## DOCUMENT TEXT
========================================================================
If Jones were to win reelection this fall it would dramatically ease Democrats’ pathway back to the majority. If Jones loses, they need to pick up at least four seats elsewhere.
The Democratic Senatorial Campaign Committee’s primary job is to defend incumbent senators. And Senate Majority PAC is aligned with Sen. Chuck Schumer (D-N.Y.), the Democratic leader. So it’s notable that, as of May, neither has fully committed to Jones’s uphill race.
But Republicans say Democrats won’t throw money into a race they can’t win and are confident they will romp over Jones in Alabama, where Trump won 62 percent of the vote in 2016. Public polling for the general election is scarce, but the GOP sees the race as something of a lay-up.
Jesse Hunt, a spokesman for the National Republican Senatorial Committee, said that "Doug Jones has been abandoned because even national Democrats want no part of this suicide mission."
Jones’s seat is the “one pick-up we figured we were going to get,” said Sen. Mike Braun (R-Ind.), who beat an incumbent in 2018. “You’re going to invest where you think there’s a marginal return on investment. [Democrats will] do polling that sees if it’s worth investing. He’s in a precarious spot.”
Sen. Patty Murray (D-Wash.), the No. 3 Democratic leader and a former DSCC chairman, said the party is “not at all” contemplating bailing on Alabama and that Jones’s focus on health care gives him a path to reelection.
Lauren Passalacqua, a spokeswoman for the DSCC, said the party feels good about Jones’s chances and his “independent record” but declined to discuss potential financial commitments.
“While Republicans find themselves in yet another bruising runoff, Doug Jones consistently outraised the entire field and has the resource advantage to organize, turn out and communicate with voters — which is exactly how he won two years ago,” she said.
It would be almost unthinkable for Democrats to totally abandon Jones, given that the DSCC and Senate Majority PAC together sank nearly $12 million into Arkansas and $7 million into Louisiana in 2014 and nearly $6 million into North Dakota last cycle to protect incumbents who all lost by double digits.
Yet in their initial 2018 reservations, the two Democratic groups booked ads for every incumbent who ended up in competitive elections. This year Democrats also haven’t yet reserved money for Sen. Gary Peters (D-Mich.), their only other incumbent who also faces a potentially close reelection race.
========================================================================
## SUPPLIED DATA
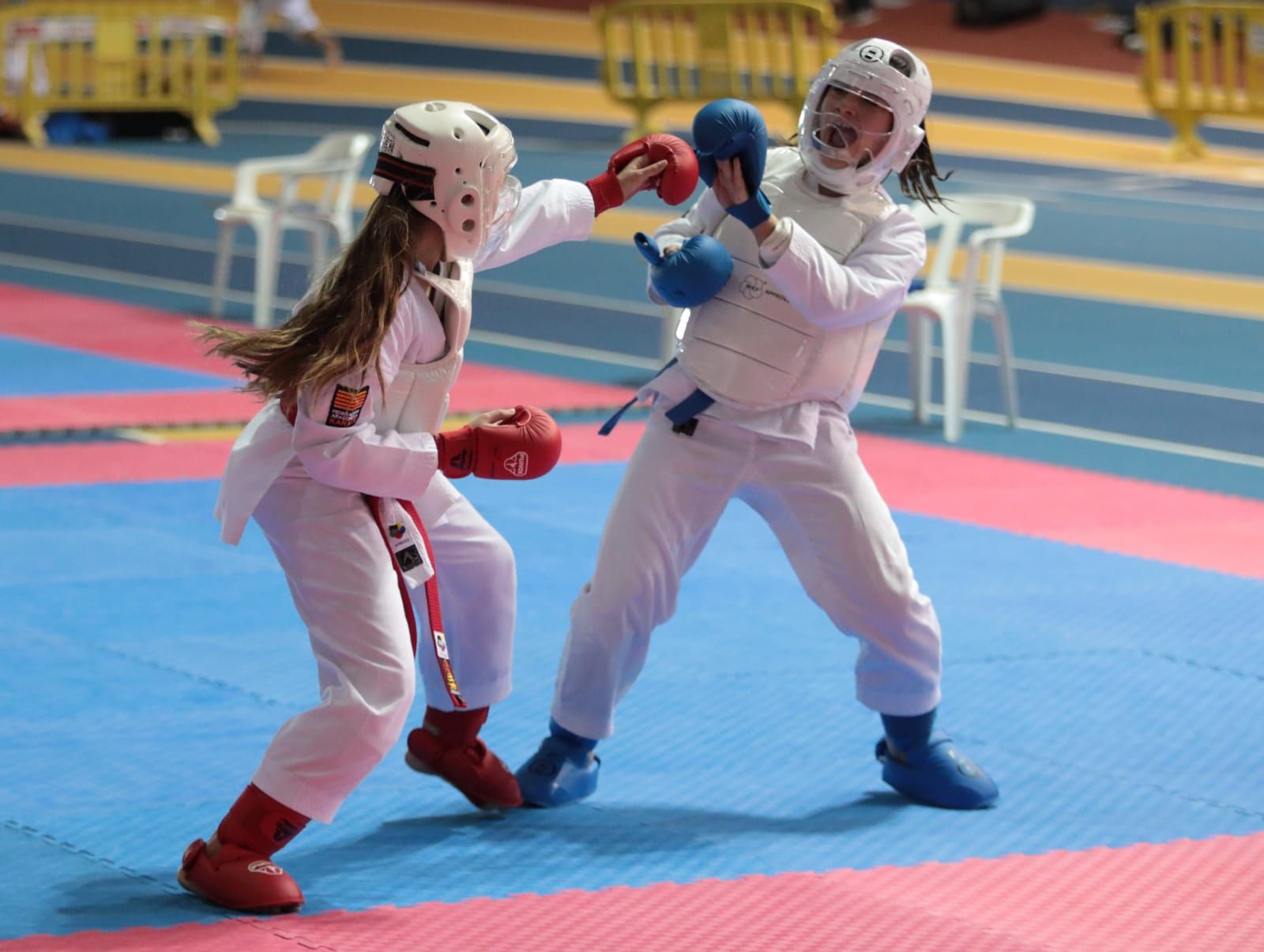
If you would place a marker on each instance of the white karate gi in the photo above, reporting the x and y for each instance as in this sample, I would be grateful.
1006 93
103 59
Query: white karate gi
303 484
794 461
========================================================================
## TASK GOAL
Write a continuation of the article on Doug Jones's Alabama Senate race, starting right after its final sentence.

## EXERCISE RESPONSE
Rachel Irwin, a spokeswoman for Senate Majority PAC, said Jones is a “strong incumbent” and his cash advantage will let him “compete and share his story.”
“There’s no doubt that Alabama is a challenging state, but people have a tendency to underestimate Doug Jones at their own peril,” Irwin said.
Republicans have invested early to defend their most endangered senators. The National Republican Senatorial Committee and Senate Leadership Fund, which is aligned with Majority Leader Mitch McConnell (R-Ky.), have put nearly $12 million on the board behind Sen. Cory Gardner in Colorado, a more expensive market than Alabama. Gardner’s path to reelection is a bit easier than Jones, but he is still an underdog as an incumbent.
Republicans say they haven’t invested in the Alabama race yet because they believe it’s a shoo-in, though they haven’t ruled out spending in the future. And the GOP says Democrats are bailing on Jones, who won a 2017 special election against Roy Moore.
He's "been such a loyal lapdog for Chuck Schumer, we anticipate Democrats can’t completely hang him out to dry. But we’ll be there to back up our Republican nominee and ensure this seat flips back to our column," said Steven Law, president of Senate Leadership Fund.
Moore, who placed a distant fourth in March’s primary, was a flawed general election candidate in 2017 accused of pursuing teenage girls as an adult. But Jones’s win there was nonetheless remarkable and hamstrung the GOP for nearly an entire calendar year by narrowing their majority to 51 seats.
National Democrats invested carefully in that race. The DSCC did not spend independent expenditures on television ads, but helped with staff and ground operations, and spent six figures in coordinated funds. Senate Majority PAC quietly funded a super PAC that spent $4 million in the race, which wasn’t revealed until the eve of the election.
His race is even more important this time around.
Jones is a centrist but less conservative than Sen. Joe Manchin of West Virginia, and he does not generally draw the ire of liberals for his record and rhetoric. And Democrats say when they talk to donors about Jones, contributors get excited about the race and are quick to pledge money to him.
“The polling does not show enough separation there to justify giving up on it. But it also doesn’t necessarily show that you’ve got to put money in right now,” said one Democratic senator. “Amongst the base, there is tremendous enthusiasm for Doug.”
David McIntosh, president of the conservative Club for Growth, said he expects Democrats to invest eventually. Club for Growth endorsed Tuberville in the primary and has already booked TV airtime for the general election.
McIntosh called the incumbent’s cash advantage a “concern” for Republicans.
“They obviously know the structural advantage that either Republican will have, and that's the Republican reason for not funding it at this point,” McIntosh said. “Does [Jones] keep it close? And if it's close does he need money? I think they're going to wait until much closer to the election to make that calculus."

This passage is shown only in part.